Collection entries:
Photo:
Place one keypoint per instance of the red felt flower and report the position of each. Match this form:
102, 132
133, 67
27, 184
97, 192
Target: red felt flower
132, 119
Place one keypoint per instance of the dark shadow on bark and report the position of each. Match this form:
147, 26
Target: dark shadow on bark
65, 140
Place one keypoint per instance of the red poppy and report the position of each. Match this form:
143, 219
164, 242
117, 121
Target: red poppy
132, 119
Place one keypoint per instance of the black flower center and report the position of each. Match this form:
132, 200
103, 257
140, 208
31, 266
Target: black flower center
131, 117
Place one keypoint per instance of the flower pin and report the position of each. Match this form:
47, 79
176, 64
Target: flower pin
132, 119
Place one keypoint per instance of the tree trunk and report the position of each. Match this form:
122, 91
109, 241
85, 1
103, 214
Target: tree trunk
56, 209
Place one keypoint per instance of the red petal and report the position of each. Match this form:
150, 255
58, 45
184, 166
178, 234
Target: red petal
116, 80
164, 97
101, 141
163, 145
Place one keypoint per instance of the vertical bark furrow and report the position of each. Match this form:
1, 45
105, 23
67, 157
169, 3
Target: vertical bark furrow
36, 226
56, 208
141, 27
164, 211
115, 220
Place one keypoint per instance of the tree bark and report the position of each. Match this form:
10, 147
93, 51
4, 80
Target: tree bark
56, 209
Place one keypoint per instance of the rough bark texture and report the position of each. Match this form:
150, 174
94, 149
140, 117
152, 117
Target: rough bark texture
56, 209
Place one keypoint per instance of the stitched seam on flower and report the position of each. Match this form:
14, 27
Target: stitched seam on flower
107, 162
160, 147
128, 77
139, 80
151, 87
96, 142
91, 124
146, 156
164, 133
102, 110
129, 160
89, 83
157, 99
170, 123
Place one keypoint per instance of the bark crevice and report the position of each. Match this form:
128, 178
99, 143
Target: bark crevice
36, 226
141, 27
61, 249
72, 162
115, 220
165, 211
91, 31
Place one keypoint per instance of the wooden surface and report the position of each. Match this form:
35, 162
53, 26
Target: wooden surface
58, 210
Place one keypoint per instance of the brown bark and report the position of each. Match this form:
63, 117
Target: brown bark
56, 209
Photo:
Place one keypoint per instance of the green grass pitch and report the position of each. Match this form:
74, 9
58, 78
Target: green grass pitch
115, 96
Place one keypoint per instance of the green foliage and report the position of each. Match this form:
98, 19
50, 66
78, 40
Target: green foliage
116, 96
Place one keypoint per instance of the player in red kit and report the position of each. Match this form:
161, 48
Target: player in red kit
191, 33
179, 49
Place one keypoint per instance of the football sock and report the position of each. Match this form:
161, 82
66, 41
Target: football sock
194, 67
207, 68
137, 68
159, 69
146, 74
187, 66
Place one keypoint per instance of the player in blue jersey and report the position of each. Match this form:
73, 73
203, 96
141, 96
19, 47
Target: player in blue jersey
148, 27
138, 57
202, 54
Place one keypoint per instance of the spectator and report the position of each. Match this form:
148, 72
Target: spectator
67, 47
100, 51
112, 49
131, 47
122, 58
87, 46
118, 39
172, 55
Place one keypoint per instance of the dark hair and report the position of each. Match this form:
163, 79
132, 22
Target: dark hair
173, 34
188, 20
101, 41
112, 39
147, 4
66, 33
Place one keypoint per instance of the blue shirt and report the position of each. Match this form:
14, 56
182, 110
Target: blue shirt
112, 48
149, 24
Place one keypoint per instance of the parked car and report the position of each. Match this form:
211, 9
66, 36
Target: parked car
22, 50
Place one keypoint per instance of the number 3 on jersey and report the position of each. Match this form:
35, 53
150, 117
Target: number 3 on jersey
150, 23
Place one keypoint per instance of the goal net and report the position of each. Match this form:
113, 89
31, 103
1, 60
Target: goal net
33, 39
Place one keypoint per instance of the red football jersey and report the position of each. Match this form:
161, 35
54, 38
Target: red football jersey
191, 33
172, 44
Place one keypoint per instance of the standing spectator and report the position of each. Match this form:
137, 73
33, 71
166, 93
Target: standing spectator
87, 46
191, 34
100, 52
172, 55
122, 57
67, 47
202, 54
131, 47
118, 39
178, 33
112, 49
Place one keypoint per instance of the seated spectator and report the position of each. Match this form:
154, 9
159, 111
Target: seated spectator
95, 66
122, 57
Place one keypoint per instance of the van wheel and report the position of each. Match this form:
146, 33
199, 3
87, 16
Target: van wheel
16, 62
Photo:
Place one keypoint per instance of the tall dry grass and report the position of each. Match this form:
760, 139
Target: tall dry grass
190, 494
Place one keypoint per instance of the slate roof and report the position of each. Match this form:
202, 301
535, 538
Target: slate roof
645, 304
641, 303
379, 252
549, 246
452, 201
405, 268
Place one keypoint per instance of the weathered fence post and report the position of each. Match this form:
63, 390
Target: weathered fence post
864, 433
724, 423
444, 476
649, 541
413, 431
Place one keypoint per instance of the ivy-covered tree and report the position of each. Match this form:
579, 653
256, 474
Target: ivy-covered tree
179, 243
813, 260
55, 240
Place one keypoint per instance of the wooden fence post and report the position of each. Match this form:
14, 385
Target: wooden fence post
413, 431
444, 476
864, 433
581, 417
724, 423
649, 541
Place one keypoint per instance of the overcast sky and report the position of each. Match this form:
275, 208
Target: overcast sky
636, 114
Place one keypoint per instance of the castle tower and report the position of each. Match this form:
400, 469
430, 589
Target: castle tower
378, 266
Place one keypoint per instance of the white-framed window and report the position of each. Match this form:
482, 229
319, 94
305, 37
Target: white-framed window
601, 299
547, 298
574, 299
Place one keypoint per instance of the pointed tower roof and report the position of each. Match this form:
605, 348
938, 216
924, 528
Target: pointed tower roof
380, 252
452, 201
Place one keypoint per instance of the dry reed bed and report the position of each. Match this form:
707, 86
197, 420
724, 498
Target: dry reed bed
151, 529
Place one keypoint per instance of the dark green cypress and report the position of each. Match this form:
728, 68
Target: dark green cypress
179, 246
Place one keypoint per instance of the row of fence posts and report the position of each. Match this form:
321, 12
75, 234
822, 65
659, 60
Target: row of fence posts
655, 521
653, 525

◆ **WRITTEN INSTRUCTION**
From the preceding material, extract every line exactly.

◆ **RESULT OF THIS EXERCISE**
Photo:
Place one keypoint per instance of the red felt flower and report the position of each. Match this form:
102, 132
133, 67
27, 184
97, 192
Target: red felt flower
132, 119
Place one keypoint per instance of the dark shadow on bark and report the position of each. Match this form:
147, 26
Target: dark shadow on bark
65, 140
Place one keypoint per instance of the red poppy and report the position of each. Match this form:
143, 219
164, 242
117, 121
Target: red poppy
132, 119
Place one keypoint per instance of the black flower center and report the position of each. Match this form:
132, 200
103, 257
140, 208
31, 266
Target: black flower center
131, 117
Place one keypoint per instance of the flower pin and report the position of each. Match this form:
47, 79
176, 64
Target: flower pin
132, 119
Place one keypoint per instance of the tree trunk and report the position of each. Match this form:
122, 91
109, 241
85, 1
103, 214
Target: tree trunk
56, 209
Place one keypoint per instance of the red petal and report the position of each. Match this form:
150, 255
58, 45
184, 166
178, 234
Target: red petal
116, 80
164, 97
101, 141
163, 145
Place one keypoint per instance of the vertical bark furrow and report the position of each. Match this form:
1, 45
105, 23
67, 157
169, 3
Target: vertical bark furrow
36, 226
56, 208
141, 27
164, 211
115, 220
Place one keypoint per instance of the tree bark and report the position of each. Match this form:
10, 147
93, 51
4, 80
Target: tree bark
56, 209
Place one keypoint per instance of the rough bark texture and report the position of each. Match this form:
150, 174
94, 149
140, 117
152, 117
Target: rough bark texture
56, 209
Place one keypoint per instance of the stitched seam on flower and report the position of each. Match this form:
14, 27
Target: stitched seam on flower
107, 162
160, 147
128, 77
139, 80
151, 87
96, 142
91, 124
146, 156
164, 133
102, 110
129, 160
89, 83
157, 99
170, 123
Place one keypoint per instance of the bark crevice and report the position of each. Match this form:
128, 178
99, 143
Target: bark crevice
36, 226
141, 27
61, 249
72, 162
115, 220
165, 211
91, 31
Place one keypoint per instance of the wooden surface and report the position of each. Match this form:
35, 162
53, 26
Target: wooden surface
58, 210
Place one keypoint per instance of the brown bark and report the position of each. Match this form:
63, 117
Target: brown bark
56, 209
Photo:
Place one keypoint per instance of the green grass pitch and report the position of each. Match this form:
74, 9
58, 78
Target: green grass pitch
115, 96
Place one keypoint per instance of the green foliage and report the position of each. Match this form:
98, 19
50, 66
78, 40
Target: green foliage
116, 96
Place one keypoint per instance of the player in red kit and report the position of each. Match this form:
161, 48
Target: player in red kit
191, 33
179, 49
Place one keypoint per instance of the football sock and report the position of each. Match this form:
161, 82
66, 41
Target: football sock
194, 67
207, 68
137, 68
159, 69
146, 74
187, 66
Place one keypoint per instance of the player in blue jersey and report the position of each. Match this form:
73, 73
203, 96
141, 96
19, 47
Target: player in blue jersey
148, 27
138, 57
202, 54
Place one keypoint per instance of the spectator and report the position of each. Match this form:
148, 72
Target: spectator
67, 47
100, 51
112, 49
131, 47
122, 58
87, 46
118, 39
172, 55
Place one keypoint per instance of the dark hair and report the position of each. Match this form:
163, 79
132, 22
Target: dark hair
173, 34
188, 20
101, 41
112, 39
147, 4
66, 33
Place one keypoint per instance of the blue shirt and report the position of each. Match this form:
14, 56
182, 110
Target: blue shirt
112, 48
149, 24
Place one keypoint per instance of the parked car and report the position of each. Match this form:
211, 9
66, 36
Target: parked car
22, 50
Place one keypoint per instance of the number 3 on jersey and report the position of each. Match this form:
35, 53
150, 117
Target: number 3 on jersey
150, 23
Place one keypoint per instance of the goal net and report the position of each. Match this form:
113, 89
31, 103
1, 60
Target: goal net
33, 39
Place one keypoint per instance of the red football jersey and report the position of each. Match this form:
161, 35
54, 38
Target: red football jersey
191, 33
172, 44
Place one keypoint per instance of the standing spectator and report the position of each. Match this form:
137, 73
33, 71
166, 93
Target: standing spectator
87, 46
191, 34
100, 52
172, 55
122, 57
67, 47
202, 54
131, 47
118, 39
178, 33
112, 49
Place one keypoint per instance of the seated spectator and report the position of each. Match this form:
154, 9
159, 111
Target: seated spectator
95, 66
122, 57
Place one keypoint per instance of the van wheel and report the position of each. Match this form:
146, 33
199, 3
87, 16
Target: van wheel
16, 62
Photo:
Place one keypoint per instance of the tall dry grass and report the position of each. Match this form:
760, 139
Target: tall dry grass
190, 494
Place one keypoint per instance of the slate roof and report the position of each. Match this form:
202, 301
535, 538
Target: slate roof
645, 304
641, 303
379, 252
549, 246
452, 201
405, 268
Place one keypoint per instance of the weathered fence post and report the position of each. Match this form:
63, 390
Target: weathered fence post
864, 433
724, 423
444, 476
649, 541
413, 431
Place one keypoint per instance of the ivy-covered tree and report the position of each. Match this form:
579, 653
256, 474
Target: ivy-covered tree
179, 243
813, 260
55, 240
Place one keypoint per instance of the wooden fence post and report the position of each. Match this form:
14, 385
Target: wooden fence post
413, 431
444, 476
864, 433
581, 417
724, 423
649, 541
Place one keypoint per instance of the overcast sky and report the position of each. Match this form:
275, 208
Target: overcast sky
636, 114
Place one keypoint per instance of the castle tower and report the position of each. Match this form:
400, 469
430, 589
Target: castle tower
378, 266
Place one keypoint per instance of the white-framed window and report the position of each. Match this form:
482, 229
319, 94
305, 37
Target: white-framed window
601, 299
547, 298
574, 299
Place one keypoint per instance of the pointed tower roof and report the position of each. Match this form:
605, 348
938, 216
924, 528
Target: pointed tower roof
380, 252
452, 201
Place one keypoint per instance of the dry reed bed and report the position of each. Match this form:
707, 86
197, 420
724, 498
Target: dry reed bed
151, 529
Place one keypoint per instance of the dark green cypress and report the position of each. Match this form:
728, 68
Target: dark green cypress
179, 246
Place one keypoint per instance of the row of fence posts and report the position of each. Match this form:
321, 12
75, 234
822, 65
659, 60
Target: row of fence posts
655, 521
653, 525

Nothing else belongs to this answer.